- _DATA TO PROCESS_:
§ §
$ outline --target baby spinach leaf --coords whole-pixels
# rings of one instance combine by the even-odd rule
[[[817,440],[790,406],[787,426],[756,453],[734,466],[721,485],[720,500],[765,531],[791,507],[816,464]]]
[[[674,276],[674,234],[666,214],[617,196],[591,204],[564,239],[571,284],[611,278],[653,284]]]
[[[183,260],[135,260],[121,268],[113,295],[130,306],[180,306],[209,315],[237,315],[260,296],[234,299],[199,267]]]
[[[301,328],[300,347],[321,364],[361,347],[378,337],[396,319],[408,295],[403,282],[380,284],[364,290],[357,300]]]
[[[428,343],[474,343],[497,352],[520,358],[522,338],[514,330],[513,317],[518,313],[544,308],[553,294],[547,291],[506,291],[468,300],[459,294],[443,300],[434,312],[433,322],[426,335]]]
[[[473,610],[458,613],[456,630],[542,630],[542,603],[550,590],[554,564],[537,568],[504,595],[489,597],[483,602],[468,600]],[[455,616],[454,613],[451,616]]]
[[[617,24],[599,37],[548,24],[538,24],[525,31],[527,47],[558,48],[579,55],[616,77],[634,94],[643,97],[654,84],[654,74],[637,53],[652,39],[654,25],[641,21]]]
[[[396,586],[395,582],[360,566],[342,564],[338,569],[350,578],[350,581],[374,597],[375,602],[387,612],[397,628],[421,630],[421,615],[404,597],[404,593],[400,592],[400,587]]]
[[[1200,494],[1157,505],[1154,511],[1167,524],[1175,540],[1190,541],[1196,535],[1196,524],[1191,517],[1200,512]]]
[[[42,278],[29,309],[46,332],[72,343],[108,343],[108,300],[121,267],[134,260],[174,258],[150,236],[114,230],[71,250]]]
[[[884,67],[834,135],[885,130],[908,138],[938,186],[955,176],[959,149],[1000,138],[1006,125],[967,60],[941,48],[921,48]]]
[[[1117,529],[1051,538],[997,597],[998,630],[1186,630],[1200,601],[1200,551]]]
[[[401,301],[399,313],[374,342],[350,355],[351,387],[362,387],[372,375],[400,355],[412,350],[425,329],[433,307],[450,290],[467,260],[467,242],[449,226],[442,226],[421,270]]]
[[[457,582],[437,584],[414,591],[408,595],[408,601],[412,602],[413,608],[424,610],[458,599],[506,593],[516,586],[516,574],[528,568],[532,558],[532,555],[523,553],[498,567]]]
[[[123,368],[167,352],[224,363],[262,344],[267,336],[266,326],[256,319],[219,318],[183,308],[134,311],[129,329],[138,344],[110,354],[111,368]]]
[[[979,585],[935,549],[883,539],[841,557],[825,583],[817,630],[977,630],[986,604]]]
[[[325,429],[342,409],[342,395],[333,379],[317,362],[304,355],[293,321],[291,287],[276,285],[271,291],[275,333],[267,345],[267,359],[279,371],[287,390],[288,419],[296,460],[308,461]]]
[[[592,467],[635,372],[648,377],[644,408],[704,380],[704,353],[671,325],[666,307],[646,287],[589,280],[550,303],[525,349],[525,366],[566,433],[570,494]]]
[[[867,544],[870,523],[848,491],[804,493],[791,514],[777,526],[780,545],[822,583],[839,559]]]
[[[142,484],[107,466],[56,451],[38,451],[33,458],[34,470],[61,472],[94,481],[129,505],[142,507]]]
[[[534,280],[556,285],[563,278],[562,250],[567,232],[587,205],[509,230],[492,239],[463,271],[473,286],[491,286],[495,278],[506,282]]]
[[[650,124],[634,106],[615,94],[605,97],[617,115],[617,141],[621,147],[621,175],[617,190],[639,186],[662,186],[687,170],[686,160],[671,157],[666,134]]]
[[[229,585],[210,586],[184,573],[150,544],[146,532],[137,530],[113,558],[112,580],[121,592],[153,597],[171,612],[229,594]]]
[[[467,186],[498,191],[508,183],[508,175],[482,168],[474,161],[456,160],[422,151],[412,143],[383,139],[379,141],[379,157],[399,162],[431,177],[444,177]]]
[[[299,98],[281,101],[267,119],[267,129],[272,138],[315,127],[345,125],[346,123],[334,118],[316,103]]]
§ §
Please give back the entries above, unchanged and complete.

$ outline --target baby spinach leaf --coords whole-pixels
# rings of one instance combine by the even-odd rule
[[[817,440],[790,406],[787,426],[756,453],[734,466],[721,485],[720,500],[765,531],[791,507],[816,464]]]
[[[674,276],[674,234],[666,214],[617,196],[591,204],[564,239],[571,284],[611,278],[653,284]]]
[[[183,260],[135,260],[121,268],[113,295],[130,306],[180,306],[209,315],[237,315],[260,296],[234,299],[199,267]]]
[[[301,328],[300,347],[321,364],[361,347],[378,337],[396,319],[408,295],[403,282],[380,284],[364,290],[357,300]]]
[[[428,343],[474,343],[497,352],[520,358],[522,338],[514,330],[513,317],[518,313],[544,308],[553,294],[547,291],[506,291],[468,300],[459,294],[443,300],[434,312],[433,322],[426,335]]]
[[[473,610],[458,613],[456,630],[542,630],[542,603],[550,590],[554,564],[537,568],[504,595],[489,597],[483,602],[468,600]],[[455,616],[454,613],[451,616]]]
[[[617,24],[599,37],[548,24],[538,24],[525,31],[527,47],[558,48],[579,55],[616,77],[634,94],[643,97],[654,84],[654,74],[637,53],[652,39],[654,25],[641,21]]]
[[[396,586],[395,582],[360,566],[342,564],[338,569],[350,578],[350,581],[374,597],[375,602],[387,612],[397,628],[421,630],[421,615],[404,597],[404,593],[400,592],[400,587]]]
[[[1200,494],[1157,505],[1154,511],[1167,524],[1175,540],[1190,541],[1196,535],[1196,524],[1191,517],[1200,512]]]
[[[42,278],[29,309],[46,332],[72,343],[108,343],[108,300],[121,267],[134,260],[174,258],[150,236],[114,230],[71,250]]]
[[[884,67],[834,135],[885,130],[908,138],[938,186],[955,176],[959,149],[1000,138],[1006,125],[967,60],[941,48],[921,48]]]
[[[1117,529],[1051,538],[997,597],[998,630],[1186,630],[1200,601],[1200,551]]]
[[[401,301],[399,313],[374,342],[350,355],[351,387],[362,387],[372,375],[400,355],[412,350],[425,329],[433,307],[450,290],[467,260],[467,242],[449,226],[442,226],[421,270]]]
[[[457,582],[437,584],[414,591],[408,595],[408,601],[412,602],[413,608],[424,610],[458,599],[506,593],[516,586],[516,574],[528,568],[532,558],[532,555],[523,553],[498,567]]]
[[[123,368],[167,352],[224,363],[262,344],[267,336],[266,326],[256,319],[219,318],[183,308],[134,311],[129,329],[138,344],[110,354],[111,368]]]
[[[979,585],[935,549],[883,539],[841,557],[825,583],[817,630],[977,630],[986,604]]]
[[[325,429],[342,409],[342,395],[333,379],[317,362],[304,355],[293,321],[291,287],[276,285],[271,291],[275,333],[267,345],[267,359],[279,371],[287,390],[288,419],[296,460],[308,461]]]
[[[592,467],[635,372],[648,377],[644,408],[704,380],[704,353],[671,325],[666,307],[646,287],[589,280],[550,303],[525,349],[525,366],[566,433],[570,494]]]
[[[867,544],[870,523],[848,491],[804,493],[791,514],[777,526],[780,545],[822,583],[839,559]]]
[[[142,484],[107,466],[56,451],[38,451],[33,458],[34,470],[61,472],[94,481],[129,505],[142,507]]]
[[[534,280],[556,285],[563,278],[562,250],[567,232],[587,205],[509,230],[492,239],[463,271],[473,286],[491,286],[495,278],[506,282]]]
[[[650,124],[634,106],[615,94],[605,97],[617,115],[617,141],[621,147],[621,175],[617,190],[639,186],[662,186],[687,170],[686,160],[671,157],[666,134]]]
[[[229,585],[210,586],[184,573],[150,544],[146,532],[137,530],[113,558],[112,580],[121,592],[153,597],[171,612],[229,594]]]
[[[467,186],[498,191],[508,183],[508,175],[482,168],[474,161],[456,160],[422,151],[412,143],[383,139],[379,141],[379,157],[399,162],[431,177],[444,177]]]
[[[299,98],[281,101],[267,119],[267,129],[272,138],[315,127],[345,125],[346,123],[334,118],[316,103]]]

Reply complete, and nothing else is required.